### TEXT FOR ANALYSIS
--------------------

My colleagues in sociology may share with us a long and winding list of what constitutes the formative elements of society.
In reality, the nature of creative exploration is the human experience. It is the driving underlying modality from which we determine both our identities and the ways by which we intersperse ourselves with other social beings in our immediate social world.
Art, creativity, and the curiosity to explore either is fundamental not only to remaining true to our nature as human beings but also to constructing and maintaining a thriving social world for our interactions to travel and develop through. Art itself is an expression of emotion, of experience, of oppression, of pain. It cannot be ignored in its social importance and intimate connection to the human space of being.
As such, it is wildly disconcerting to see how society in general treats the performance, production, and investigation of art.
I see two major issues with our approaches toward art in modern American society today. First: the world of fine art and art dealing has very explicitly hijacked the world of creativity and exploration and folded it into a world of assets, markets, and millions of dollars in exchange for work used as tax deductions and valuable assets. Letting the wealthy elite into any sacred space of humanity is bound to ruin it for the rest of us. So my first piece of advice for the public to better support artists is to stop letting the elites dictate the nature of what art is. Abolish the auction house, the art dealer, and the elites that patronize them. Support the artists in person and often. Be a patron of the arts by patronizing the art in your area.
Secondarily, the declaration of war on art at the onset of the 1990s in schools as far as funding for teachers and programs is both a horror I have experienced and one I feel stands directly as a major threat to the fundamental preservation of empathy and understanding for the human condition. Kids need to learn how to express themselves creatively, and the people specifically poised to help them develop that skill (art teachers) are losing jobs left and right and it is a major social emergency for our culture and society that we have somehow let that happen.

--------------------

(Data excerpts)

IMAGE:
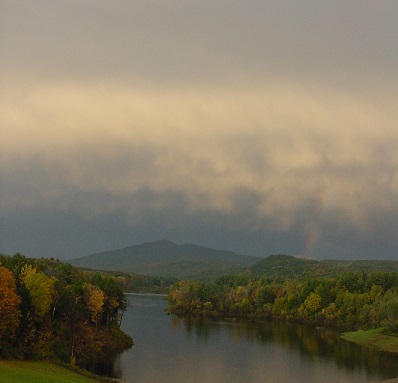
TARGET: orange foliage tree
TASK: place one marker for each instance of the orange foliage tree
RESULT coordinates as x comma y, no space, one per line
9,306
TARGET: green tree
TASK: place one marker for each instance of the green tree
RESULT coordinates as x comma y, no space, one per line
9,306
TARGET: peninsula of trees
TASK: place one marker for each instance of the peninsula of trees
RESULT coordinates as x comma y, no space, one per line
289,288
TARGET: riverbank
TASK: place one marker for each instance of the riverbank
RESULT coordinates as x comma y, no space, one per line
376,338
16,371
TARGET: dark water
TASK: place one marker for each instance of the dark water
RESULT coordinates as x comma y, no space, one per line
169,349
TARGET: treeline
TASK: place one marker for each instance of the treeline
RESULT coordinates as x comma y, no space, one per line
138,283
355,300
50,309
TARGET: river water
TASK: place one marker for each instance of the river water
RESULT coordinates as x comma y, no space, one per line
170,349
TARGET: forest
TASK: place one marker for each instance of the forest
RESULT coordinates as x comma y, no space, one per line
352,300
53,310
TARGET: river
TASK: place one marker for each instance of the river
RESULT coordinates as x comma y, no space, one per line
170,349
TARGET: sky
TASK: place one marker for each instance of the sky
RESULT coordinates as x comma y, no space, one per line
261,127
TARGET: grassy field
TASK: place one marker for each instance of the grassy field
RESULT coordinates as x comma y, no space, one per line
376,338
38,372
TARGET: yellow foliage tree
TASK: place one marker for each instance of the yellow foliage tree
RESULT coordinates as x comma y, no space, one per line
41,289
95,298
9,302
313,302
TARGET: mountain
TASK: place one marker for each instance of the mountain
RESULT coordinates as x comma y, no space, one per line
165,258
287,266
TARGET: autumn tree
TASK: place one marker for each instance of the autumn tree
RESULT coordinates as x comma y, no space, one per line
41,289
9,302
95,301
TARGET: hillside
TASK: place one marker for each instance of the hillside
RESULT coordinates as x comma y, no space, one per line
165,258
287,266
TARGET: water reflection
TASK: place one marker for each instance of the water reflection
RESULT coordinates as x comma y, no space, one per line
170,349
311,342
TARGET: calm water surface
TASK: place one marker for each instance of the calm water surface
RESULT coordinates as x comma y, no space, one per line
169,349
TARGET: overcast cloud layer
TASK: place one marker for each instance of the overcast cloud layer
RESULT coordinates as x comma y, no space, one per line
259,126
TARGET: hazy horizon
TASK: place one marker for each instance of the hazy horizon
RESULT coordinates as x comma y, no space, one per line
255,127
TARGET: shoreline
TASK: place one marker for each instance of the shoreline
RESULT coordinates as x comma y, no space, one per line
377,339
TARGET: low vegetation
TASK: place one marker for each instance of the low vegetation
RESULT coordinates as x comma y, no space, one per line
380,339
38,372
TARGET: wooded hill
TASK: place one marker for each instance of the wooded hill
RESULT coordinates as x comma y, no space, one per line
168,259
286,266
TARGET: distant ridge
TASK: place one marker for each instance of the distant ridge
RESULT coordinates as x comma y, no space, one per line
165,258
287,266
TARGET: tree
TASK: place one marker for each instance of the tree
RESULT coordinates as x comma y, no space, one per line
95,301
41,289
9,310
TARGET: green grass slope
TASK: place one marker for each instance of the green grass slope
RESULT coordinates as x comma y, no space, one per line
38,372
165,258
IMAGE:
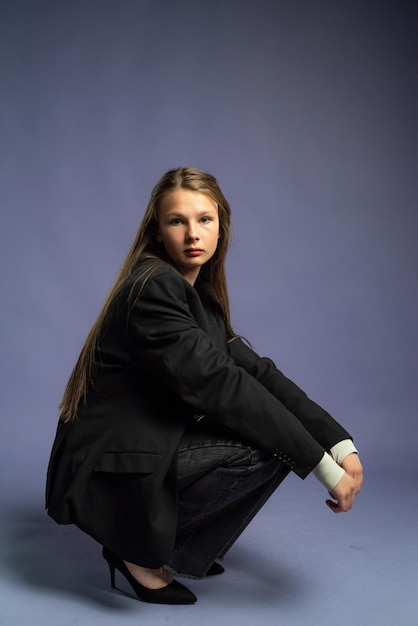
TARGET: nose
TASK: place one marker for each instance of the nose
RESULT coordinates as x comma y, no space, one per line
191,234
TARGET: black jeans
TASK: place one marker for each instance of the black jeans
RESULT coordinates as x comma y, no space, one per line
223,483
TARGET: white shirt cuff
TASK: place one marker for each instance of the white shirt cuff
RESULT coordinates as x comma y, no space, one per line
342,449
328,472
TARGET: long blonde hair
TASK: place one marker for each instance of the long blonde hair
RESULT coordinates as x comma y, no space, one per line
145,246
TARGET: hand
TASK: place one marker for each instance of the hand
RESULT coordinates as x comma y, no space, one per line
351,464
344,493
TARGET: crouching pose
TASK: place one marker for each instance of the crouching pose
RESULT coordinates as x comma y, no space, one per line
173,433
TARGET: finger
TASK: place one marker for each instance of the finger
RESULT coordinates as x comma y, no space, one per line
333,506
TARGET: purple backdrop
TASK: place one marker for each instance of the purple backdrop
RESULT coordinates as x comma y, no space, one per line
306,113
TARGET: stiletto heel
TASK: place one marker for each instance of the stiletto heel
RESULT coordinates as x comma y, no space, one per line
112,575
174,593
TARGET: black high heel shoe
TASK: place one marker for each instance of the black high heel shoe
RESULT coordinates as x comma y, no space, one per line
174,593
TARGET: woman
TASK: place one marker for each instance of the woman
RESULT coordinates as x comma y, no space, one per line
173,432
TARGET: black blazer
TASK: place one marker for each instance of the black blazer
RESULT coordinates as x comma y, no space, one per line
162,358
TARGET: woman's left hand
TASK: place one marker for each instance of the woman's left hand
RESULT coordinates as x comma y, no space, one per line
351,464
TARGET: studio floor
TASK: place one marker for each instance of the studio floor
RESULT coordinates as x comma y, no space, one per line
296,564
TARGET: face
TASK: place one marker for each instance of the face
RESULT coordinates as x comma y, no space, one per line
188,227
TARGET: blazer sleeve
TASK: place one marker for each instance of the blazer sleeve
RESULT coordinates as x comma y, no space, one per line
165,339
324,428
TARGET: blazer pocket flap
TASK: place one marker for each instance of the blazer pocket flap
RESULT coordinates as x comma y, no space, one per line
128,462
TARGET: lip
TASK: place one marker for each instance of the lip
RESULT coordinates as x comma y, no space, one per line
193,251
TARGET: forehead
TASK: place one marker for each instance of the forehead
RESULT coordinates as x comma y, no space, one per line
187,200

--------------------

### PROBLEMS TO SOLVE
1. From the essay on art and society, list everything that art is said to be an expression of.
2. Answer these questions using the essay on art and society.
(a) How many major issues with approaches toward art in modern American society does the writer see?
(b) At the onset of which decade does the essay place the declaration of war on art in schools?
(c) Who are named as the people specifically poised to help kids develop creative expression?

### REPLIES
1. emotion, experience, oppression, pain

2.
(a) Two
(b) The 1990s
(c) Art teachers